• **本文抜粋**:
::::::

今週の専門コラム 「最強の武器はストーリー」 第60話 因果関係と雨男・雨女
久々に本コラムの更新です。
「シモヤさん、最近更新ないですね」
何度かそんな声をかけられました。
実は今年、本を出すことが決まり、その執筆に多くの時間を充てています。ということで、本稿の更新が滞っております。完全に言い訳ですが…。
本の内容ですが、PR のノウハウの決定版とも言えるものにします。我ながら、よくここまで出したと思えるほど、充実の一冊となりそうです。
本を書くにあたって、一応、他の同ジャンルの本に目を通してみました。正直、首を傾げたくなる内容がかなり見受けられました。
「メディアはこういうものを好みます」
「メディアへの売り込みはこうしてください」
効果があるどころか、逆効果になりそうなものが数多くあるのです。ここで少しだけ考えてみました。

::::::

• **課題**:
**1.** コラム本文で、独立した一行として「」で示されている発言をすべて挙げよ。
**2.** 因果関係と雨男・雨女を題にしたコラムの続きを、最後の文の後から書け。

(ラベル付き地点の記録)
::::::

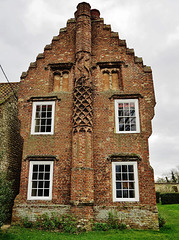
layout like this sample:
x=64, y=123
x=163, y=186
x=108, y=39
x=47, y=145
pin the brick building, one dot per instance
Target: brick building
x=85, y=108
x=10, y=139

::::::

• **解答**:
**1.**
「シモヤさん、最近更新ないですね」
「メディアはこういうものを好みます」
「メディアへの売り込みはこうしてください」

**2.**
「なんで、ここまで明らかな間違いを堂々と本として出すのだろう」
そんな疑問を抱いたのです。「騙してやろう」などという悪意は、ないはずです。書いた本人は正しいと固く信じている。ですが、内部にいた私、シモヤが読むと明確に論理的に間違いを指摘できるものばかりです。
そこで思い出したのが、雨男・雨女という存在です。
どこの職場にもひとりは、その人が外出したり何かしようとしたりすると雨が降ると冷やかされる存在がいるものです。ですが、いうまでもなく、その人が関わっていることと、雨が降ることに何の因果関係もありません。
因果関係とは、原因と結果がしっかりと結びついている関係のことです。
ですが、最低限の科学的な見識を持っている人であれば、「雨男・雨女が関わると必ず雨が降る」という因果関係を信じるものはいません。
雨男・雨女が関わったときに、雨が降ることが多い。たしかに他の人よりも、雨に見舞われる確率は高いのかもしれません。しかし、これはあくまで偶然です。繰り返しますが、因果関係はありません。
ところが、科学的な見識を持たない時代であればどうでしょうか。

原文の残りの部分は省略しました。